- **Task objective**
Retype the following lines character for character, with the same wording, punctuation, and line breaks.
=== Information provided ===
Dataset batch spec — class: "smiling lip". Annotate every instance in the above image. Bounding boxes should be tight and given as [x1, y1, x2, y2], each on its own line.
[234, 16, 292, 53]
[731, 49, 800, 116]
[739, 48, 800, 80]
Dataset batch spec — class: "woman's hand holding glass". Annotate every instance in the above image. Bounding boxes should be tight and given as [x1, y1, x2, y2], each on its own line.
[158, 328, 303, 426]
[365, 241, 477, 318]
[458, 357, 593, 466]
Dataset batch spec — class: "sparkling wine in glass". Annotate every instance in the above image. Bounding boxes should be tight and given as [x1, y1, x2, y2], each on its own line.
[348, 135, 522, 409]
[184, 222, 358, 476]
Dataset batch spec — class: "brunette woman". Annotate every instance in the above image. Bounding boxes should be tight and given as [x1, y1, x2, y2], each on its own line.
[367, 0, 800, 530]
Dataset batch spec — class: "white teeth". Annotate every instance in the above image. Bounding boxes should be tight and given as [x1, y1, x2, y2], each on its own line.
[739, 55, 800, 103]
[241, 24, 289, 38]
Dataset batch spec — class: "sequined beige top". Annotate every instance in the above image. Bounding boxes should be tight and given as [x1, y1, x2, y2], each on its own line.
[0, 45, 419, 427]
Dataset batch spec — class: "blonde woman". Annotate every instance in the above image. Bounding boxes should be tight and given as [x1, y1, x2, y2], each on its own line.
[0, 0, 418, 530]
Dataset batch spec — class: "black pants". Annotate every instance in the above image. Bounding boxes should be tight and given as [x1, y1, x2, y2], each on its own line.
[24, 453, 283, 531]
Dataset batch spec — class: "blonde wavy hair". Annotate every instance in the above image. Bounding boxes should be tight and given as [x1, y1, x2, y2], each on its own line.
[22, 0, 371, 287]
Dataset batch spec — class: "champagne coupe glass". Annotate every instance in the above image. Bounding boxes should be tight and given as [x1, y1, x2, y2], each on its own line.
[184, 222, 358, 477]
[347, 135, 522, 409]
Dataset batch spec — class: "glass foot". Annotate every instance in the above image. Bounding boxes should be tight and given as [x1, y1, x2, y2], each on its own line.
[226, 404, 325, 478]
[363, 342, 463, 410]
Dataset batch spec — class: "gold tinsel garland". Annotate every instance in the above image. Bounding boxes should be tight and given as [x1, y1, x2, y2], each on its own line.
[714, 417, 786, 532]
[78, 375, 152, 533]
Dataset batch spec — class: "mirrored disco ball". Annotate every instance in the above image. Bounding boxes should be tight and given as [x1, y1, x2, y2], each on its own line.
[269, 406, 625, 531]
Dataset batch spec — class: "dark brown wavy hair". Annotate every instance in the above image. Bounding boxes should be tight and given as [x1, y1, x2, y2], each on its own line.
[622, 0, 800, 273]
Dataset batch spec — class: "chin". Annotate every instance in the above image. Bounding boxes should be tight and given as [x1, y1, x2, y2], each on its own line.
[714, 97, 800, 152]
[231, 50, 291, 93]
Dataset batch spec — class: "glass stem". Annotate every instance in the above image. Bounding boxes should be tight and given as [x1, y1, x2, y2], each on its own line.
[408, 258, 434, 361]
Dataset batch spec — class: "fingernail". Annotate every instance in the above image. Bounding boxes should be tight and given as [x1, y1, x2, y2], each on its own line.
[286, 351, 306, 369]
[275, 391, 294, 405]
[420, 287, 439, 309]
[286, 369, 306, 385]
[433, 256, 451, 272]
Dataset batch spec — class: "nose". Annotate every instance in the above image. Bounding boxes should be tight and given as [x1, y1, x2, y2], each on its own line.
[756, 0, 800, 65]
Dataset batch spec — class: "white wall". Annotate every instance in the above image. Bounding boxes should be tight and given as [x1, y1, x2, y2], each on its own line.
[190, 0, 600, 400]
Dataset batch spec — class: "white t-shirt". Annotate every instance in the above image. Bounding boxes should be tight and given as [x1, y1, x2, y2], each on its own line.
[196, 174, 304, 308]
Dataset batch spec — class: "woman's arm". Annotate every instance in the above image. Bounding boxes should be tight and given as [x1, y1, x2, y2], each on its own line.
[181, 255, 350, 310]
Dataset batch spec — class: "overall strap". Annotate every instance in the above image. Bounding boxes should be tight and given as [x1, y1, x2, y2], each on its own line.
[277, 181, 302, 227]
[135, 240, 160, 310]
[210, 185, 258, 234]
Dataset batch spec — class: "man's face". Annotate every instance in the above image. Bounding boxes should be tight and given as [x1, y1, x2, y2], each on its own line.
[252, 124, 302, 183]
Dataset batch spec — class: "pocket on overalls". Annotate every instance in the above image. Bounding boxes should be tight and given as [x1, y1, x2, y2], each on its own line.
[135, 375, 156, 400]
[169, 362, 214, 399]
===
- **Complete response**
Dataset batch spec — class: "smiling lip". Annotate every instance in the above image. Bounding boxes should be tight and given as [x1, y1, x2, y2], each on its own line.
[234, 16, 292, 53]
[731, 49, 800, 116]
[739, 48, 800, 80]
Dataset batch spec — class: "woman's hand holding glass". Annotate every instance in the above image. Bounding boxes should be tight and given as [x1, y1, x2, y2], each on its own line.
[158, 328, 303, 426]
[365, 241, 477, 318]
[458, 357, 593, 466]
Dataset batch spec — class: "sparkling wine in glass". Annotate every instance in the above image. Bounding boxes should be tight and given as [x1, y1, x2, y2], each on its own line.
[348, 135, 522, 409]
[184, 222, 358, 476]
Dataset batch spec — class: "brunette woman". Annotate every instance in the above image. Bounding boxes should be tight and given as [x1, y1, x2, y2], each on its own line.
[367, 0, 800, 530]
Dataset batch spec — class: "white teeth". Annotate every instance in the above image. Bounding boxes should be tight and given as [x1, y1, x2, y2], each on its own line.
[739, 55, 800, 103]
[241, 24, 289, 38]
Dataset batch spec — class: "sequined beige top". Annotate every instance in the above image. Bounding boxes should be tight and given as [x1, y1, x2, y2], each on its own line.
[0, 45, 419, 427]
Dataset batch spec — class: "blonde woman". Annotate every instance in the above image. Bounding boxes should be tight and given as [x1, y1, x2, y2], each on its own line.
[0, 0, 418, 530]
Dataset batch spec — class: "black pants". Annotate every instance in the above image. Bounding boxes should be tight and given as [x1, y1, x2, y2], each on its own line.
[24, 453, 283, 531]
Dataset batch spec — class: "blonde wavy hair". Annotate every instance in the above image. Bounding boxes should be tight and given as [x1, y1, x2, y2], each on its own line.
[22, 0, 371, 287]
Dataset batch spec — class: "champagne coupe glass". Annotate every instance in the above image. Bounding boxes should be tight and given as [x1, y1, x2, y2], each on its own line.
[184, 222, 358, 477]
[347, 135, 522, 409]
Dataset batch spec — class: "glass foot". Annotate every instance in the above image. Bounding boxes should be tight and given as [x1, y1, x2, y2], each on its own line.
[226, 404, 325, 478]
[363, 342, 463, 410]
Dataset batch spec — class: "gold tinsel garland". Annotate every instance in the above image. Bounding boxes should be tight and given as [x1, y1, x2, y2], each on its own line.
[714, 417, 786, 532]
[78, 375, 152, 533]
Dataset batch spec — class: "mirrored disco ball". Annotate every instance in the above image. Bounding boxes should be tight and given as [x1, y1, x2, y2], each on its own line.
[269, 406, 625, 531]
Dataset batch spec — class: "dark brown wavy hair". Annotate every instance in the above image. Bounding boxes should be tight and given as [x1, y1, x2, y2], each on its own line.
[622, 0, 800, 273]
Dataset batch spec — class: "chin". Annotate every instance in the above image. Bounding boxes should be tight and given as [x1, y1, x2, y2], each on its own line.
[714, 97, 800, 152]
[231, 50, 291, 93]
Dataset batch spec — class: "glass stem". Annotate every instance in the above image. Bounding boxes should be tight and given as [x1, y1, x2, y2], each on its own line.
[408, 258, 434, 361]
Dataset batch spec — class: "fingernail". Annotate every instance in the above image. Bounding boxes should be tight and given as [x1, y1, x2, y2], each on its own line.
[286, 351, 306, 369]
[275, 391, 294, 405]
[420, 287, 439, 309]
[286, 369, 306, 385]
[433, 256, 451, 272]
Dataset batch spec — class: "nose". Annotate every instance in the above image. Bounding boxes should be tight and given as [x1, y1, x2, y2], each on its own line.
[756, 0, 800, 65]
Dataset batch spec — class: "white wall". Annotate every instance in the above image. Bounding boxes should be tight and given as [x1, y1, x2, y2], each on its own line.
[190, 0, 600, 400]
Dataset batch spec — class: "white t-shirt". Annotate every instance in the above image. Bounding boxes should be tight and given as [x1, y1, x2, y2], each on its own line.
[196, 174, 304, 308]
Dataset batch spec — class: "woman's arm". Annotate every instance in the above image. Bounding boxes should be tight and given as [x1, y1, x2, y2], each on its own line.
[181, 255, 350, 310]
Dataset batch spec — class: "overall strap". Annotate every instance in the above image. Bounding boxes should be tight and given as [x1, y1, x2, y2], each on its own line.
[277, 181, 302, 227]
[135, 240, 160, 310]
[210, 185, 258, 234]
Dataset batch spec — class: "man's face". Annotate every instance in the above image. Bounding boxes should be tight and given as [x1, y1, x2, y2], each on its own line.
[252, 124, 302, 183]
Dataset batch spec — class: "pocket on overalls". Annotate every instance in the above image. Bounding boxes should be tight and given as [x1, y1, x2, y2], each on its own line.
[135, 375, 156, 400]
[169, 362, 214, 399]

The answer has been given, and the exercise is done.